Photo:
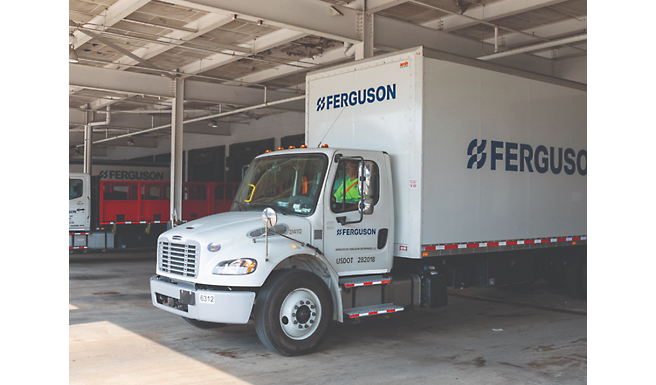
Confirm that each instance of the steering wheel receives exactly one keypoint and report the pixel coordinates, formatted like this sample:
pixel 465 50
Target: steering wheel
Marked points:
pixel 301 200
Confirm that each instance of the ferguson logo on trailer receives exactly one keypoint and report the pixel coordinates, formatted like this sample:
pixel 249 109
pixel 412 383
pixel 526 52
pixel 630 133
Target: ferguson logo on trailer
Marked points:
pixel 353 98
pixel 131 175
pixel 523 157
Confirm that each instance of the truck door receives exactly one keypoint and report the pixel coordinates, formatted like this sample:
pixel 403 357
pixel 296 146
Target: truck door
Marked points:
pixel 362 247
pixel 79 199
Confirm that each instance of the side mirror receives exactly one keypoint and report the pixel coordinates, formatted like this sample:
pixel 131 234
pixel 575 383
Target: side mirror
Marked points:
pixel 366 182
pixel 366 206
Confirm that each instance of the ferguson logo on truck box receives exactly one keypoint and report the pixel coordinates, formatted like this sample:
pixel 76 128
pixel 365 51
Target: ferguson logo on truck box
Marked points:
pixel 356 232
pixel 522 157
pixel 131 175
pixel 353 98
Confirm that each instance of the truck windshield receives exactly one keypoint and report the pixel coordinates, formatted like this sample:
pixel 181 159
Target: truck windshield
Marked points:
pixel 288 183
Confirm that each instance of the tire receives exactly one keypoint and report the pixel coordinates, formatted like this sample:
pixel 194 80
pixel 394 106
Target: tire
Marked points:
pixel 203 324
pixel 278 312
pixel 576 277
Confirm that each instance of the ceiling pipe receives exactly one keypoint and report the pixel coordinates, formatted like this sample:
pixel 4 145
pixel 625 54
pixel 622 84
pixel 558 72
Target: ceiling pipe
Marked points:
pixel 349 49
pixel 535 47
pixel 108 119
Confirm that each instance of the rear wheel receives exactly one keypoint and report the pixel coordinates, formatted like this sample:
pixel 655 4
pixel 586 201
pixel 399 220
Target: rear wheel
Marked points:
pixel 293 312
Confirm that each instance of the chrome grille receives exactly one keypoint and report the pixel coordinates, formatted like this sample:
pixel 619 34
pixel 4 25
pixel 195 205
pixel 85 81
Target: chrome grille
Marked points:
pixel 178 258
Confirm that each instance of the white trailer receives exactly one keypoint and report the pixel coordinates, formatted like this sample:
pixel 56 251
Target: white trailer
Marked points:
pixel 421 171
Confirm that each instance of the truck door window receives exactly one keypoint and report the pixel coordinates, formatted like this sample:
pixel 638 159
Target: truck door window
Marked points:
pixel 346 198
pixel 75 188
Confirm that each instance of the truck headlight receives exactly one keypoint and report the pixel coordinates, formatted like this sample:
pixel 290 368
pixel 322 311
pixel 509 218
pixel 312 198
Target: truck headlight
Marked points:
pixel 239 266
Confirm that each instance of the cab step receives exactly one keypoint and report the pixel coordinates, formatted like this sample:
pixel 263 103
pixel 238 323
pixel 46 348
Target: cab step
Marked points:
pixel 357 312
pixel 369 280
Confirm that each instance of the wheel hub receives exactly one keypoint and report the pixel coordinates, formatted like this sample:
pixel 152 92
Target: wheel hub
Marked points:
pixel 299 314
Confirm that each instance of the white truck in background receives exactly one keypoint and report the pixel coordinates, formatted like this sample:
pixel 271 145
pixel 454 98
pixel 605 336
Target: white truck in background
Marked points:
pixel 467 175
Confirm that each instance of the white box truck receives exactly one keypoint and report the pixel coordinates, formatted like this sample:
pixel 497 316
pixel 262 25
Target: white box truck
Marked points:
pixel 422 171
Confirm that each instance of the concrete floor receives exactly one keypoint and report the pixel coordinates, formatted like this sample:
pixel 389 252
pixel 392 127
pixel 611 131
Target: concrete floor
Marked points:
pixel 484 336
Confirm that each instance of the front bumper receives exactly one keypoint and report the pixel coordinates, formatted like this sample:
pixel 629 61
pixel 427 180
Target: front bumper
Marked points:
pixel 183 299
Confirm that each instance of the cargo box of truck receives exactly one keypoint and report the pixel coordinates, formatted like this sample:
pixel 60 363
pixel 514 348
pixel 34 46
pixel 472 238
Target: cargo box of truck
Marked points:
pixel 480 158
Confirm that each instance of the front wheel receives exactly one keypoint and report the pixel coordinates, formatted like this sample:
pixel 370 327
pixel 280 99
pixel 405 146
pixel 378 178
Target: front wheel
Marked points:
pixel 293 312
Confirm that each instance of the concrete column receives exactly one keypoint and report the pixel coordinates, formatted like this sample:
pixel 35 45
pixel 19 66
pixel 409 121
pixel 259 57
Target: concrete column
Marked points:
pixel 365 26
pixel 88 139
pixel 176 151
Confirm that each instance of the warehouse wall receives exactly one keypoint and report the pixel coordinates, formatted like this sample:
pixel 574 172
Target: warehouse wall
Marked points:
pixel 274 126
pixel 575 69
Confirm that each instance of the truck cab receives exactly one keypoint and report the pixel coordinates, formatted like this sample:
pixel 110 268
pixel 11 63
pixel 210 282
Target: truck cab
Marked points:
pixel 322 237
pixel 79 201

==

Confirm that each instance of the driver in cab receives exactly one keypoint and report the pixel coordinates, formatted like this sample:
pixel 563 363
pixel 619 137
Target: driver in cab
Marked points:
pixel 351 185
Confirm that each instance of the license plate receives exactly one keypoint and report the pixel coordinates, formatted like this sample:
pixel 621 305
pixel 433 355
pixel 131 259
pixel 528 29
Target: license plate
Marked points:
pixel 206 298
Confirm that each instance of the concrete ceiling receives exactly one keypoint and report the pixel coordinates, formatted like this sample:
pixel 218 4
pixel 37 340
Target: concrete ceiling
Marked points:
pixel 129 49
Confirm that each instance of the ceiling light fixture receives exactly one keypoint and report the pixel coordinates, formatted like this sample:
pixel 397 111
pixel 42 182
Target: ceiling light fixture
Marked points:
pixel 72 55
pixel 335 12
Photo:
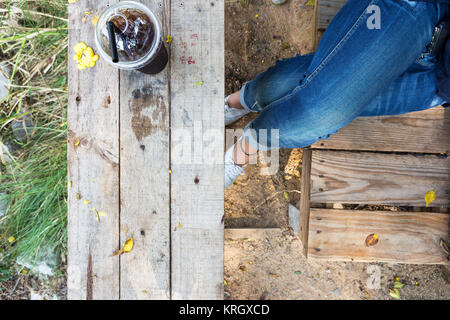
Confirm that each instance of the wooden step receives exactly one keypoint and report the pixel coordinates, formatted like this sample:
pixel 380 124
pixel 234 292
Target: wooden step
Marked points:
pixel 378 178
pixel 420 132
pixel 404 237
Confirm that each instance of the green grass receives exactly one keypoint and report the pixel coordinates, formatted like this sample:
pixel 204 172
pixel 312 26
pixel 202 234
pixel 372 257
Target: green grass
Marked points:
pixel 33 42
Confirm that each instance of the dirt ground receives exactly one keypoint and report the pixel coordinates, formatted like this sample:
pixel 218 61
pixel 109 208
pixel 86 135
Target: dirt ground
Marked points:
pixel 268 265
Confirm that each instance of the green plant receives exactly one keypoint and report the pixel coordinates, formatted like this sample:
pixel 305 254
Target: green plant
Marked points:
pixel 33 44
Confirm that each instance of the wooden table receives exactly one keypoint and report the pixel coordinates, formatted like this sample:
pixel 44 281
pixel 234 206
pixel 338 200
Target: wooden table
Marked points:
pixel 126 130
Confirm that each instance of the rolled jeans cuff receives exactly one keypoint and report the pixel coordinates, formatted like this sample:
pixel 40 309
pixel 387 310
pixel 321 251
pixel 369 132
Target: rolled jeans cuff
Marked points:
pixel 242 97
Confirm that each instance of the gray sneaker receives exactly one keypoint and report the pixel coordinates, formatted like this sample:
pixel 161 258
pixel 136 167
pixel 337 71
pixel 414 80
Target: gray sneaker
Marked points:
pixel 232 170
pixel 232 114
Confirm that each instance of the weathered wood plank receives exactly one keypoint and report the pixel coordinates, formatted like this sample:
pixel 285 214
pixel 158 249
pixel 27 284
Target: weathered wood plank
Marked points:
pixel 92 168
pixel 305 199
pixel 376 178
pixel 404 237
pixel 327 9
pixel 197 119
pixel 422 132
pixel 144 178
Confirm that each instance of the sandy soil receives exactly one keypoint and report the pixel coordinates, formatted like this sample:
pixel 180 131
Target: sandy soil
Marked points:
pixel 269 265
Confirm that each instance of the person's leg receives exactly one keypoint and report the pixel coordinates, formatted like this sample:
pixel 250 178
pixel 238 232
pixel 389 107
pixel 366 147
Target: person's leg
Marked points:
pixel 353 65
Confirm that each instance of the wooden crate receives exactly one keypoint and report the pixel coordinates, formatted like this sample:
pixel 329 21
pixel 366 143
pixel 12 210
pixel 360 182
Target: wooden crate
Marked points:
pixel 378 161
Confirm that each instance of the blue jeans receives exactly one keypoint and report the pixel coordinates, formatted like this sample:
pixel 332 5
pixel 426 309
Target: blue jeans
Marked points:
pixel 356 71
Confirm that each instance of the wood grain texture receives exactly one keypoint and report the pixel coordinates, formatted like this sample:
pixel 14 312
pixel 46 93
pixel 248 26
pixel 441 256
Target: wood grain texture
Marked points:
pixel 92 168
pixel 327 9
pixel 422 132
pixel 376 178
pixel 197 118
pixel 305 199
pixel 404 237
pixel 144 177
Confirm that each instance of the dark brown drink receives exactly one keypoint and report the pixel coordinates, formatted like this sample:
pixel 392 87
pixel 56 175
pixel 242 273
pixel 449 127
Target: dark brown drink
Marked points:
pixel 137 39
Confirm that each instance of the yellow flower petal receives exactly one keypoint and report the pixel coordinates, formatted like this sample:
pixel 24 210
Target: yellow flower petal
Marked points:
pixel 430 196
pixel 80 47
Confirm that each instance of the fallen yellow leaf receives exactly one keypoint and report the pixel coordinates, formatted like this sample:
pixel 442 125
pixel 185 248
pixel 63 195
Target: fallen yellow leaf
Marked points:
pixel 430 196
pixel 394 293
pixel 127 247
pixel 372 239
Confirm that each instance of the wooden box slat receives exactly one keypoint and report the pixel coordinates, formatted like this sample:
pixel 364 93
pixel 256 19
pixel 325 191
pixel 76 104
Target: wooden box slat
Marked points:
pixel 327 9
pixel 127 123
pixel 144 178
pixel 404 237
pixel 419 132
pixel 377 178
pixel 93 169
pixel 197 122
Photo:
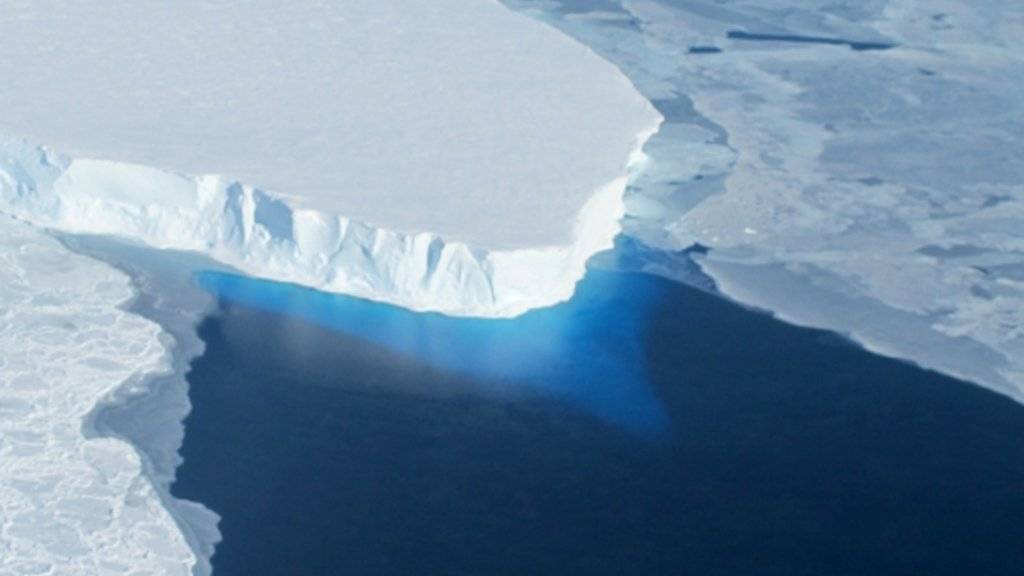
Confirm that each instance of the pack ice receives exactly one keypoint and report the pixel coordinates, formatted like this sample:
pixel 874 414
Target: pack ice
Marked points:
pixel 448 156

AIM OF THE TASK
Could you reproduce, word for word, the listing between the lines holding "Confirm that each instance of the wooden box" and "pixel 448 156", inclusive, with the pictures left out?

SOLUTION TO THE PROBLEM
Confirm that each instance of the wooden box slat receives exactly one keypoint and report the pixel coordinates, formatted like this sample:
pixel 364 93
pixel 256 19
pixel 325 191
pixel 76 104
Target: wooden box slat
Marked points:
pixel 327 9
pixel 127 123
pixel 144 178
pixel 404 237
pixel 419 132
pixel 377 178
pixel 93 169
pixel 197 122
Photo:
Confirm that each instance of the pack ice receives exactly one keypoint and report the pixel coordinates, formatted like this sample:
pixel 874 414
Target: pack ice
Marked points:
pixel 448 156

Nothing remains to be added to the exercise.